(WHAT IS EXPECTED) Translate this sentence from the album article into Spanish: "Matching Head and Feet is a studio album by musician Kevin Coyne, released in June 1975 on Virgin records."

(TEXT SECTION)
Studio album by Kevin Coyne
- Released: 1975
- Genre: Rock
- Label: Virgin
- Producer: Geoffrey Haslam

Kevin Coyne chronology
| Blame It On The Night (1974) | Matching Head and Feet (1975) | Let's Have A Party (1976) |

= Matching Head and Feet =

Matching Head and Feet is a studio album by musician Kevin Coyne, released in June 1975 on Virgin records. The album featured Andy Summers on guitar.

==Critical reception==
Awarding the album a rating of B+, Robert Christgau wrote:

Coyne is the kind of minor artist whose faults-mainly an undeniable narrowness of emotional range that forces him to repeat effects-I am willing to overlook in this homogenized time. Sounding like a sly, bony, and clinically loony Joe Cocker (or a failed Deke Leonard), he here abandons quirky singer-songwriting for unkempt rock and roll."

Reviewing the album for AllMusic, Richie Unterberger said:

The arrangements are more conventional than most of his previous work, and much of the results are routine. Not lifeless, though; anything sung by Coyne will have roughness around the edges (and his voice here sometimes sounds not just raw, but downright worn). And songs about folks who carry guns, knives, and smash the faces of their wives (in "Turpentine") are not your usual rock fare. The words are unconventional, but the settings are average in a mid-'70s way, which dilutes the lyrics' impact, and makes this an unmemorable effort on the whole.

Steve Dinsdale in The Rough Guide to Rock described it as, "... a bit of a mixed bag, but one yielding a roaring highlight of Coyne's vocals in "Turpentine" and a gorgeous balled in "Sunday Morning Sunrise", aided by Summers effortless guitarwork".

(SOURCE DATA)
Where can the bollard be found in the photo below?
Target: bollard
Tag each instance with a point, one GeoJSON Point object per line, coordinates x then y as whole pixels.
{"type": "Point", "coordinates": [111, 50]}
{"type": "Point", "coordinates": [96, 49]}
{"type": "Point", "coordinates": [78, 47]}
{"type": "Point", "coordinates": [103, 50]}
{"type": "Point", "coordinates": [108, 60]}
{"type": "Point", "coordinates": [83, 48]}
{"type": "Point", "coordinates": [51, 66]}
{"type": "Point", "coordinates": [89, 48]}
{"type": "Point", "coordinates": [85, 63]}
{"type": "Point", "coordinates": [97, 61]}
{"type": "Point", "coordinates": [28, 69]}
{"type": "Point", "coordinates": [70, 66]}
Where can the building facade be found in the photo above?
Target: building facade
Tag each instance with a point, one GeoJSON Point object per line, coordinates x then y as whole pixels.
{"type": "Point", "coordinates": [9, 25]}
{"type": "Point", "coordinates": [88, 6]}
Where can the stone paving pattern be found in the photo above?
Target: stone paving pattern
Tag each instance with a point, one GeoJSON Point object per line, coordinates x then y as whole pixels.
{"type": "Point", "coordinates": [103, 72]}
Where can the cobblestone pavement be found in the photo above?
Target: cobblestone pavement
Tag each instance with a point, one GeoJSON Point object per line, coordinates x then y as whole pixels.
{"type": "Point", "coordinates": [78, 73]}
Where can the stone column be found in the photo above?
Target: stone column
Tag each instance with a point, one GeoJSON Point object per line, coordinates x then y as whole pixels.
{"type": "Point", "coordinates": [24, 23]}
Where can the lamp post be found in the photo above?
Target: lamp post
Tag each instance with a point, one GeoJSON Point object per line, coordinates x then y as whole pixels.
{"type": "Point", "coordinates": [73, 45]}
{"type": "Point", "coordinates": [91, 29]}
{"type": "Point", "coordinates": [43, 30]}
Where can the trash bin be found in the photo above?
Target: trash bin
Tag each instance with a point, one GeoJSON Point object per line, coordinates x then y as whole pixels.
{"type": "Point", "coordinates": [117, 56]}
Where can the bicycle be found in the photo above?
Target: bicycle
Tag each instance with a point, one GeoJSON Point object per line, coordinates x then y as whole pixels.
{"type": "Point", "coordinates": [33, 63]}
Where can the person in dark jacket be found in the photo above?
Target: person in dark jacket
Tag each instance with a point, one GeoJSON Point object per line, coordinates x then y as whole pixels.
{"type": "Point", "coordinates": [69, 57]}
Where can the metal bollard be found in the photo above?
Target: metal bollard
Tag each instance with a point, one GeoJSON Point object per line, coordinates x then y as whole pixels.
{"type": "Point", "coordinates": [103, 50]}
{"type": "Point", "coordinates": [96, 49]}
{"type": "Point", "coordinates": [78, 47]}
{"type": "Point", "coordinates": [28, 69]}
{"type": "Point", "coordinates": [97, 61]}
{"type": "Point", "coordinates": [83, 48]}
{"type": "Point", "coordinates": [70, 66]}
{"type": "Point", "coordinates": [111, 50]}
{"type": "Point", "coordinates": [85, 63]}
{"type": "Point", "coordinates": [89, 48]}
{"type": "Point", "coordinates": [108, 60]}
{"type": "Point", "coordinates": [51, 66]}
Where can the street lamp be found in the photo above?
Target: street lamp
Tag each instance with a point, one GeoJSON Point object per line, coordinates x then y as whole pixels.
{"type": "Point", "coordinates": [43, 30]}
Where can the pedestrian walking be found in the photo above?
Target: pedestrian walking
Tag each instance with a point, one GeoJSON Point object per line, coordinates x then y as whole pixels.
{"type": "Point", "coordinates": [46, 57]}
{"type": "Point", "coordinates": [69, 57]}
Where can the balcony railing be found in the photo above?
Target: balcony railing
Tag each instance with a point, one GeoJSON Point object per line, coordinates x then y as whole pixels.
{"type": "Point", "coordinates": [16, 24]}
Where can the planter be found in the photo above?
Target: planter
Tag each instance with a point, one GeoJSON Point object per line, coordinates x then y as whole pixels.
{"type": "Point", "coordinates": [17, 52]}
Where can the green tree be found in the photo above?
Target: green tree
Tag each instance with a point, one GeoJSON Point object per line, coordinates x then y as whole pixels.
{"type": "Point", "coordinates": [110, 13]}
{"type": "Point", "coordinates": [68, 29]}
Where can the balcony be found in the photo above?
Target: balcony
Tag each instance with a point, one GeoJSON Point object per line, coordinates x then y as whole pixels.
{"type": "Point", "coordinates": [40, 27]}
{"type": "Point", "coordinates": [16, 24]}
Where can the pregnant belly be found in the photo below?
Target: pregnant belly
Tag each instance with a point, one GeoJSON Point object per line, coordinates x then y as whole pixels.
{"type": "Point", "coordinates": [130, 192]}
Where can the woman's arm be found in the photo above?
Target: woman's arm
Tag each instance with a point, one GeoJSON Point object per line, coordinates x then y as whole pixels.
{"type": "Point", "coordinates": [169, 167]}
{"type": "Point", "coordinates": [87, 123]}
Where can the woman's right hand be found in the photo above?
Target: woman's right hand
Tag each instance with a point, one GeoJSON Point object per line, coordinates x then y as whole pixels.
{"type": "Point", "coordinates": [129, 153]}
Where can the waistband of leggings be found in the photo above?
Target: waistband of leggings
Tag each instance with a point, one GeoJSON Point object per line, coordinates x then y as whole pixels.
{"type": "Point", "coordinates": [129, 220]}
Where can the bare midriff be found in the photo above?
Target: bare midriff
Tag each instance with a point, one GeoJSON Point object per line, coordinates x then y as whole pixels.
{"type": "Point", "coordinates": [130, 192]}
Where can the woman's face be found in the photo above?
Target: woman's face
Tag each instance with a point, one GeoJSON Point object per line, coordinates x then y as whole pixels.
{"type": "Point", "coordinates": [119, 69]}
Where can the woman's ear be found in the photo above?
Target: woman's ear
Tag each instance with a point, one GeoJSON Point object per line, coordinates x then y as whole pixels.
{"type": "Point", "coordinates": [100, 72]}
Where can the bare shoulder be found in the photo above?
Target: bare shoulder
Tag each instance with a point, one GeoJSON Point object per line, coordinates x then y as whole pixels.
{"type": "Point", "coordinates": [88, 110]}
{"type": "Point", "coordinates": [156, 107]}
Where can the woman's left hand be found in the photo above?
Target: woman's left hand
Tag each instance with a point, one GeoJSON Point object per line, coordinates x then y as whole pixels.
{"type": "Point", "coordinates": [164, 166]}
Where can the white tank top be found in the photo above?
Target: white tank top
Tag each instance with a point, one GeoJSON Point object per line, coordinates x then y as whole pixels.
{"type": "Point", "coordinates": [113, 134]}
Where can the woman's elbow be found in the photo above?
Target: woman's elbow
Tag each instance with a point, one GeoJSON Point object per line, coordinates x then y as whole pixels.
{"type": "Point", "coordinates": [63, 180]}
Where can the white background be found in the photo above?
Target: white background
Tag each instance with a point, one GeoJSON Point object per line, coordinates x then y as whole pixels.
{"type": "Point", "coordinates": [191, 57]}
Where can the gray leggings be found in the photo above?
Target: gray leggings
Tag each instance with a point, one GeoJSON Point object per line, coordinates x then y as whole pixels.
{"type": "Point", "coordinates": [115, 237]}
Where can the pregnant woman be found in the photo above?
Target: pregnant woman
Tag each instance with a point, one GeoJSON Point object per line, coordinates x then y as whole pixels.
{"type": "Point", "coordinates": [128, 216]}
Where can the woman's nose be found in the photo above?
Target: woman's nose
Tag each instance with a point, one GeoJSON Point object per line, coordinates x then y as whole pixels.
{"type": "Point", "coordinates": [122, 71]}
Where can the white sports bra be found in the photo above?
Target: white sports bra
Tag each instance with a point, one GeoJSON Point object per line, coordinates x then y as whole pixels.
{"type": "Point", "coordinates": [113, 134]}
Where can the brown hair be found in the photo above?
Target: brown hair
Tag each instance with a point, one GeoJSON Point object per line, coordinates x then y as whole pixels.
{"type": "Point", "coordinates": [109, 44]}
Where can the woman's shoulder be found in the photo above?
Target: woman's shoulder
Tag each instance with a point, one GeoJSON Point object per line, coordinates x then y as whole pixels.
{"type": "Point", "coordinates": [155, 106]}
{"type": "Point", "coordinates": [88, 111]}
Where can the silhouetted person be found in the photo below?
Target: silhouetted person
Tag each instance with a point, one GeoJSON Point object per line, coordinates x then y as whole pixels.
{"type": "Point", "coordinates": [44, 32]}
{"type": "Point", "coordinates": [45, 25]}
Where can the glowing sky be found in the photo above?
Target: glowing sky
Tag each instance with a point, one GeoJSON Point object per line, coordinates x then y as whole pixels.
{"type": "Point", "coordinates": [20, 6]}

(OUTPUT BELOW) Matching Head and Feet es un álbum de estudio del músico Kevin Coyne, publicado en junio de 1975 por el sello Virgin.